- _Task description_:
The answer must be every line from the entries below that contains "water".

- _Task material_:
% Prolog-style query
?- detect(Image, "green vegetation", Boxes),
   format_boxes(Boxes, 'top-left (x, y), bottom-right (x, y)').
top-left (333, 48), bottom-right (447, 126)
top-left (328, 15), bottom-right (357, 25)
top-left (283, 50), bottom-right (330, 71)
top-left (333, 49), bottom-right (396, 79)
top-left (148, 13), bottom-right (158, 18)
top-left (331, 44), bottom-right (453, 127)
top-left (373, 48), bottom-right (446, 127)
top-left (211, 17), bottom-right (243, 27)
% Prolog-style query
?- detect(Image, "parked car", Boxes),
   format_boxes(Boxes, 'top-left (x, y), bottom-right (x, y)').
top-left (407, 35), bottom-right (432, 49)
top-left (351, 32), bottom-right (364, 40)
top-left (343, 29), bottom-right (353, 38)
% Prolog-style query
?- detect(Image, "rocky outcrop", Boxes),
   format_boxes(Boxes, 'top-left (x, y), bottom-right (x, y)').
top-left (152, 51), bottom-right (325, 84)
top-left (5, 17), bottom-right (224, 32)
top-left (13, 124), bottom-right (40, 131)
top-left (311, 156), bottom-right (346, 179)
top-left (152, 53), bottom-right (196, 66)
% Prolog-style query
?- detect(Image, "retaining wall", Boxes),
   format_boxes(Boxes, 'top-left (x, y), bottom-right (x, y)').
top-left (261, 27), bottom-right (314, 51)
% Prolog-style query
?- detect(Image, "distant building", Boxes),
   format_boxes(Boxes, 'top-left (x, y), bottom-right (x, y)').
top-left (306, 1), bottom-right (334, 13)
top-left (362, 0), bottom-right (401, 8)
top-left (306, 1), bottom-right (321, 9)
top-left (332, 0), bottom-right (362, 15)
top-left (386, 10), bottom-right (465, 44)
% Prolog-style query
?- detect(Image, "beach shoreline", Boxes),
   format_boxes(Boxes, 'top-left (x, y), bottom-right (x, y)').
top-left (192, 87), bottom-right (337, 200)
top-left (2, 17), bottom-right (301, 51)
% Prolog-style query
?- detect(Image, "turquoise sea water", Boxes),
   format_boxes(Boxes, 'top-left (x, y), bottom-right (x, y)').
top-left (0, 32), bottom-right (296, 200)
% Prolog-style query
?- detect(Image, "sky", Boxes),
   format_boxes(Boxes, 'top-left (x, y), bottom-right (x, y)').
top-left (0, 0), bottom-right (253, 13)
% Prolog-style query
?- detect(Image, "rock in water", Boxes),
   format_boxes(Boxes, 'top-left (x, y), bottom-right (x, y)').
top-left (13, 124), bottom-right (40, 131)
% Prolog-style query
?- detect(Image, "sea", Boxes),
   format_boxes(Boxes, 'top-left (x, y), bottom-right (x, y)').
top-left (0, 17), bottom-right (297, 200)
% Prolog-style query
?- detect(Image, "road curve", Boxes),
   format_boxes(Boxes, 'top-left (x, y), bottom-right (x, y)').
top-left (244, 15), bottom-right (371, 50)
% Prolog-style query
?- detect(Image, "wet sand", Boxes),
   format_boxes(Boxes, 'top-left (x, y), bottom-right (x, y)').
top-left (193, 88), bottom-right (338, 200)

- _Written reply_:
?- detect(Image, "turquoise sea water", Boxes),
?- detect(Image, "rock in water", Boxes),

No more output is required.